PowerEdge M1000e Chassis Management Controller (CMC) acts as a network power switch of sorts. You configure a single IP address on the CMC, and connect to that IP for management. Individual blade slots can be powered up or down as needed.

NOTE: At the time of this writing, there is a bug that prevents the CMC from powering the blade back up after it is fenced. To recover from a fenced outage, manually power the blade on (or connect to the CMC and issue the command racadm serveraction -m server-# powerup). New code available for testing can correct this behavior. See Bug 466788 for beta code and further discussions on this issue.

NOTE: Using the individual iDRAC on each Dell Blade is not supported at this time. Instead use the Dell CMC as described in this section. If desired, you may configure IPMI as your secondary fencing method for individual Dell Blades. For information on support of the Dell iDRAC, see Bug 496748.

To configure your nodes for DRAC CMC fencing:

For CMC IP Address enter the DRAC CMC IP address.
Enter the specific blade for Module Name. For example, enter server-1 for blade 1, and server-4 for blade 4.

★ ★ ★ ★ ★

▸ **DIRECTIONS**:
A. In the CMC fencing text, what should be entered for Module Name to specify blade 4?
B. Continue the CMC fencing text from where it stops.

Data entries

★ ★ ★ ★ ★

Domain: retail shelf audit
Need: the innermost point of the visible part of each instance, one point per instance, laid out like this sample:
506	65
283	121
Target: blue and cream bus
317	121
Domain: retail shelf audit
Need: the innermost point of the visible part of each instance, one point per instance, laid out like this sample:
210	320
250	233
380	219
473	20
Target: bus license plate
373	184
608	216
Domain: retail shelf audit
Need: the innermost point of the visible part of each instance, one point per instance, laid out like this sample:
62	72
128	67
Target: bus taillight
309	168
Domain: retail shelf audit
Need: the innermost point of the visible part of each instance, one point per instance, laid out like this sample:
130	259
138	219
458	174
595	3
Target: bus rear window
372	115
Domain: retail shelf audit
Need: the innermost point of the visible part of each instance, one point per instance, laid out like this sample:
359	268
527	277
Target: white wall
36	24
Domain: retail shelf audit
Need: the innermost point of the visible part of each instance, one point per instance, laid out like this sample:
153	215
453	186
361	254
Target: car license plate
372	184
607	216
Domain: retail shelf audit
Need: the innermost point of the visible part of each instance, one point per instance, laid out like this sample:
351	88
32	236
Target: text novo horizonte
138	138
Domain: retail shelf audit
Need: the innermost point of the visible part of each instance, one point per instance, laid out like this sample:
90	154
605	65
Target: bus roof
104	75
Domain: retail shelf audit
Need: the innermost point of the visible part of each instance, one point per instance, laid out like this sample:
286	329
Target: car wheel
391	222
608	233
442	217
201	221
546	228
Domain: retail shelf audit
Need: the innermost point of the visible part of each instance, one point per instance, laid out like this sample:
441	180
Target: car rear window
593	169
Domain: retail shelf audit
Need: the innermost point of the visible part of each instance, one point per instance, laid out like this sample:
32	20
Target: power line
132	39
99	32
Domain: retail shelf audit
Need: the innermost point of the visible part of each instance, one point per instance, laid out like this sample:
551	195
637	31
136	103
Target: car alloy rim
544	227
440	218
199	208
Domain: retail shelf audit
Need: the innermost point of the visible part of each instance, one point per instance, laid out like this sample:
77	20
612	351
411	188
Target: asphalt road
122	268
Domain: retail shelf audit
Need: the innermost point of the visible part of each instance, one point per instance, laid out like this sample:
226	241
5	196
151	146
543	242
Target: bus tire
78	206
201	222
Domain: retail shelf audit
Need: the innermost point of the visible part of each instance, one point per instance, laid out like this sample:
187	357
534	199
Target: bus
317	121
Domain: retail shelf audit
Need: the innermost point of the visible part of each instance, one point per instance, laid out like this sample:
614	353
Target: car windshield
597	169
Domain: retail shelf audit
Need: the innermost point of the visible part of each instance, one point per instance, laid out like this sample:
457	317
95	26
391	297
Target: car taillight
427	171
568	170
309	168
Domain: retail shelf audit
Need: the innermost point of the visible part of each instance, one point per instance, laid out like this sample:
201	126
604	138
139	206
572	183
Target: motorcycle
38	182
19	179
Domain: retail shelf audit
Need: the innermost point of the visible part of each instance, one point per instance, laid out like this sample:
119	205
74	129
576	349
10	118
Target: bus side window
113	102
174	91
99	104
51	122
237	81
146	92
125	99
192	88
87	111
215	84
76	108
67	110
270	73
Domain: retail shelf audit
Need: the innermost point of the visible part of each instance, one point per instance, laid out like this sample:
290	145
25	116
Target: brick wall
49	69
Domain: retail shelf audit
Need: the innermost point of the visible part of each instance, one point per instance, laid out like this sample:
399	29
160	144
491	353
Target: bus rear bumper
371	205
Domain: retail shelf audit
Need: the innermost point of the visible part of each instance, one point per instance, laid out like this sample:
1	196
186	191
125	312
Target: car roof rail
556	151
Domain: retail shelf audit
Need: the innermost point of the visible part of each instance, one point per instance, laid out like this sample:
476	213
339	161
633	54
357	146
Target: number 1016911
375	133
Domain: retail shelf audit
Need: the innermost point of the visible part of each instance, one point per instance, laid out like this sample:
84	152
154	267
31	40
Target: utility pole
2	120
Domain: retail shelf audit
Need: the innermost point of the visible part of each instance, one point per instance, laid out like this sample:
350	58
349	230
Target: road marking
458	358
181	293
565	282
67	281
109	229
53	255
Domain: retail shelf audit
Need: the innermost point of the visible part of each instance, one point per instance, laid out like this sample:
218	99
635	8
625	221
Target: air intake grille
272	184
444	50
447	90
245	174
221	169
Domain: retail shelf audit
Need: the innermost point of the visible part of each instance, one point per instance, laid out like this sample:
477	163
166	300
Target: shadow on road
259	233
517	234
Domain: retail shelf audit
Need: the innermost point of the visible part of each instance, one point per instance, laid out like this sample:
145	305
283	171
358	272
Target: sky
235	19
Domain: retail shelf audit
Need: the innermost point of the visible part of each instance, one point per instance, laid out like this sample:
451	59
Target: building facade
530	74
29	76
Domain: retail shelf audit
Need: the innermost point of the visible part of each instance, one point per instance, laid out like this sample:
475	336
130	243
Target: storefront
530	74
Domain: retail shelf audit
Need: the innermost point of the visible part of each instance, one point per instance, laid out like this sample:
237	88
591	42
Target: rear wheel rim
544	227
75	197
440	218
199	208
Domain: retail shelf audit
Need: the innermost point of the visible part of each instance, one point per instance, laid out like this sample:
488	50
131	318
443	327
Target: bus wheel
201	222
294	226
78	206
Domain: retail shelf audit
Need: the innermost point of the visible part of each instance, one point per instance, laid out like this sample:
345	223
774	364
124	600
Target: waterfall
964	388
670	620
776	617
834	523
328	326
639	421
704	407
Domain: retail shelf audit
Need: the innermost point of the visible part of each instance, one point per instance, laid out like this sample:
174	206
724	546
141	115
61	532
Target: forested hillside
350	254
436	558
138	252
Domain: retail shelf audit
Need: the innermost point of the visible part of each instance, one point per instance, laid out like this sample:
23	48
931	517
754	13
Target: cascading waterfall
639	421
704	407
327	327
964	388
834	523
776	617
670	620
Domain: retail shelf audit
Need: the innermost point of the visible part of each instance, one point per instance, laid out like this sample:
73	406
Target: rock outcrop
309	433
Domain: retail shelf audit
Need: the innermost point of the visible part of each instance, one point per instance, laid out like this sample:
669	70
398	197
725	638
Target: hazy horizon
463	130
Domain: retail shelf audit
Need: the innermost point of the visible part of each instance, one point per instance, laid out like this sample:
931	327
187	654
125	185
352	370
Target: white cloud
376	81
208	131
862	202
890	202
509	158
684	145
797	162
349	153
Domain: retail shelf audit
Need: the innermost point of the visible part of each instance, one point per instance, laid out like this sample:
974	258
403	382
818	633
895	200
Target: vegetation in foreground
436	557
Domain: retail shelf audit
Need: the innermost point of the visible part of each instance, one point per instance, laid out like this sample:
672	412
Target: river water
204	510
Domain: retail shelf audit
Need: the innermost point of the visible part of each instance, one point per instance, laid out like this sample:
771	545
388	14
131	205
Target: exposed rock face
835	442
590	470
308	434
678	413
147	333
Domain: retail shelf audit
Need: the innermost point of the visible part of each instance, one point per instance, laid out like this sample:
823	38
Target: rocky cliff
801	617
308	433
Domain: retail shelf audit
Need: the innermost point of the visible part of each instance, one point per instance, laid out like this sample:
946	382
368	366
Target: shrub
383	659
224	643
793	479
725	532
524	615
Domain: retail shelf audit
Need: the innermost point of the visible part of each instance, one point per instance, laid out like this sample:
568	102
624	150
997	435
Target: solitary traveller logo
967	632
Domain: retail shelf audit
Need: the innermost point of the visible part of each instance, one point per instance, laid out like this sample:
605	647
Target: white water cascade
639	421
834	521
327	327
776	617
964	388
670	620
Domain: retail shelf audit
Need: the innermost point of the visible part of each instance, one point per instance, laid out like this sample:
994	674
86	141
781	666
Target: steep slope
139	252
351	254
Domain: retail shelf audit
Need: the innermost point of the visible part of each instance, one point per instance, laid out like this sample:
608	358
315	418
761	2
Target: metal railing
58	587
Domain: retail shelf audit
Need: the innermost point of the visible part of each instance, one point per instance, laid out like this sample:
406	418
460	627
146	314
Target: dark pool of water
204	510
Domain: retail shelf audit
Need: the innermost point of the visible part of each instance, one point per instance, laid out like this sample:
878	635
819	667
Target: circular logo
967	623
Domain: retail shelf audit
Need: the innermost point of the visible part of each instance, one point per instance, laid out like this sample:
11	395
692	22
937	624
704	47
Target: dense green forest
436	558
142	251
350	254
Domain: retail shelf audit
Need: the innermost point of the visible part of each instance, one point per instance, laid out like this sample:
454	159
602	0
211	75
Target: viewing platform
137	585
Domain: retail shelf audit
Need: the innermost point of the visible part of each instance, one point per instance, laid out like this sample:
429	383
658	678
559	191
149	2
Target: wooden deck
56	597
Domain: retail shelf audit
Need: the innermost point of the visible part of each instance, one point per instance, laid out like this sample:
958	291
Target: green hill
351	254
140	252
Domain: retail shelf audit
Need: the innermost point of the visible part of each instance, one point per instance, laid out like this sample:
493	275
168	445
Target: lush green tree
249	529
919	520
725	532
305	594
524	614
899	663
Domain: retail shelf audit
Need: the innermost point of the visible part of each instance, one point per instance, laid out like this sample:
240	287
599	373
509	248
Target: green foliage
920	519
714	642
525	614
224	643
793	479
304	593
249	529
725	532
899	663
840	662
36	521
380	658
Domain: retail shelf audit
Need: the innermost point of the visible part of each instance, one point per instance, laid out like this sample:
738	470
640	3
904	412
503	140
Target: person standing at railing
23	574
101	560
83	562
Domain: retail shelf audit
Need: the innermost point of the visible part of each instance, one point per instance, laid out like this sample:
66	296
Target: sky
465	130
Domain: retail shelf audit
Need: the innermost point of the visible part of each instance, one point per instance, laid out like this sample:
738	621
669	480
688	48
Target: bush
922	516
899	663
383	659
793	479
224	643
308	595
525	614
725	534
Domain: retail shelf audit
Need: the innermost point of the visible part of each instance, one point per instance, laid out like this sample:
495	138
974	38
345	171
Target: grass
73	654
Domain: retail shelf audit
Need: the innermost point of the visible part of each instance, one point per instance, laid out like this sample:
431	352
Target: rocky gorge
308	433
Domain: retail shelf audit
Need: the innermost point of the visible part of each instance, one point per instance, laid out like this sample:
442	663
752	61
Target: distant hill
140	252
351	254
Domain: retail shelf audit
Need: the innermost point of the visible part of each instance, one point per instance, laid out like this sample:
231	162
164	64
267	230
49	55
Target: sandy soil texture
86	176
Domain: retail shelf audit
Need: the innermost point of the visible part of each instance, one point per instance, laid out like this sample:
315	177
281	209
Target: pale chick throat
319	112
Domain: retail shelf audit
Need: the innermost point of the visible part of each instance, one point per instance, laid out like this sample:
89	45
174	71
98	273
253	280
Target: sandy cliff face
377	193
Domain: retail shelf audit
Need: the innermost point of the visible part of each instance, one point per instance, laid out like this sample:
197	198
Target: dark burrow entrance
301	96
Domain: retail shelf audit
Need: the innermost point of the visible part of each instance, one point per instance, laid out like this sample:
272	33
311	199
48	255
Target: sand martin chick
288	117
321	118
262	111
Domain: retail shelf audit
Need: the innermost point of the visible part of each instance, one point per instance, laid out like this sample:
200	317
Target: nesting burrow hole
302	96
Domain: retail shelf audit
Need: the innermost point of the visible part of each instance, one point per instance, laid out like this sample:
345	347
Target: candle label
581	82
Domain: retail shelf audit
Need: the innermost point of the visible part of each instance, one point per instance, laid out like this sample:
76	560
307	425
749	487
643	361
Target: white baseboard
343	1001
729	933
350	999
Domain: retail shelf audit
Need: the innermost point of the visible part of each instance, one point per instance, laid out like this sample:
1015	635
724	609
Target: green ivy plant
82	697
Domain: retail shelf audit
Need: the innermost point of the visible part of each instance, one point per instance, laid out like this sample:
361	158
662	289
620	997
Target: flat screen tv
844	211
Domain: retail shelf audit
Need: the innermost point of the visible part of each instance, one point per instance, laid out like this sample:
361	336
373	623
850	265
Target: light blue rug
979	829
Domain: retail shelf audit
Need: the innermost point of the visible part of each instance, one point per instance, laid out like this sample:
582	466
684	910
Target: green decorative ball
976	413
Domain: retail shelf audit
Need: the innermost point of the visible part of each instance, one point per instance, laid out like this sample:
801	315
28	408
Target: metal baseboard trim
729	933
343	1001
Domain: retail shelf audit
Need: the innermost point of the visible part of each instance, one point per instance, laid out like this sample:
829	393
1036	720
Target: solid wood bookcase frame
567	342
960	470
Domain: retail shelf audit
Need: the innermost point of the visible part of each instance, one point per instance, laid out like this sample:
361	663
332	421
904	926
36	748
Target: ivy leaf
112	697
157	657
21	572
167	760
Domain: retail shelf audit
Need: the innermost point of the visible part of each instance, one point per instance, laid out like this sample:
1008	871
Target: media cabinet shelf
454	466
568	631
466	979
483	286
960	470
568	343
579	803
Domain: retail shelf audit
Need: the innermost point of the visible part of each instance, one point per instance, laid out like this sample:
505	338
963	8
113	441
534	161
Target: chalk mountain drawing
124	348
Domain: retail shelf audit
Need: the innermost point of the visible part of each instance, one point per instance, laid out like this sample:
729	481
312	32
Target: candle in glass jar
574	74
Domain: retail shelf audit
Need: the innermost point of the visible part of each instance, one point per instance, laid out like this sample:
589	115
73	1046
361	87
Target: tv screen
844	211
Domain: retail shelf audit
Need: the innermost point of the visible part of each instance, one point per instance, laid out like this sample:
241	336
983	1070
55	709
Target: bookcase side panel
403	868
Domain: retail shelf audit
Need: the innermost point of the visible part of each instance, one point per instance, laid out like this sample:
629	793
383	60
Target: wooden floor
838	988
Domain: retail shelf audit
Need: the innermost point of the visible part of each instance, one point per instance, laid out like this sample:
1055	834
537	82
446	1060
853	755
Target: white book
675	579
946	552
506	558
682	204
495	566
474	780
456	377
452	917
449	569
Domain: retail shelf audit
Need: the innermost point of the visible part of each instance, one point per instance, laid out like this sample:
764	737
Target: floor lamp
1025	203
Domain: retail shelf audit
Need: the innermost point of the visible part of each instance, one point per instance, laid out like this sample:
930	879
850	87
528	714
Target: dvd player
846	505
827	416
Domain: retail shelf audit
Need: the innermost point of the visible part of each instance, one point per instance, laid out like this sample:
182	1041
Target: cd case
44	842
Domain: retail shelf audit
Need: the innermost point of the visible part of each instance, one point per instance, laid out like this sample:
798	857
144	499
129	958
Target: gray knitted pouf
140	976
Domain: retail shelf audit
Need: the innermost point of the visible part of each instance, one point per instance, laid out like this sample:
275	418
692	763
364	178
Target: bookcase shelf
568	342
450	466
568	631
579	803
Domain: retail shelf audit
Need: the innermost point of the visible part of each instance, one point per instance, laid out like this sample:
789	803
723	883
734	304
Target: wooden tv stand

★ ★ ★ ★ ★

▸ **ANSWERS TO THE EXERCISES**:
A. server-4

B.
Example:

<?xml version="1.0"?>
<cluster name="hpcluster765" config_version="28">
  <cman keyfile="/var/lib/pve-cluster/corosync.authkey">
  </cman>
  <fencedevices>
       <fencedevice agent="fence_drac5" module_name="server-1" ipaddr="CMC IP Address (X.X.X.X)" login="root" secure="1" name="drac-cmc-blade1" passwd="drac_password"/>
       <fencedevice agent="fence_drac5" module_name="server-2" ipaddr="CMC IP Address (X.X.X.X)" login="root" secure="1" name="drac-cmc-blade2" passwd="drac_password"/>
       <fencedevice agent="fence_drac5" module_name="server-2" ipaddr="CMC IP Address (X.X.X.X)" login="root" secure="1" name="drac-cmc-blade3" passwd="drac_password"/>
  </fencedevices>
  <clusternodes>
    <clusternode name="node1" nodeid="1" votes="1">
      <fence>
        <method name="1">
          <device name="drac-cmc-blade1"/>
        </method>
      </fence>
  </clusternode>
  <clusternode name="node2" nodeid="2" votes="1">
    <fence>
      <method name="1">
        <device name="drac-cmc-blade2"/>
      </method>
    </fence>
  </clusternode>
  <clusternode name="node3" nodeid="3" votes="1">
    <fence>
      <method name="1">
        <device name="drac-cmc-blade3"/>
      </method>
    </fence>
  </clusternode>
  </clusternodes>
  <rm>
    <service autostart="1" exclusive="0" name="TestIP" recovery="relocate">
      <ip address="192.168.7.180"/>
    </service>
  </rm>
</cluster>

IPMI (generic)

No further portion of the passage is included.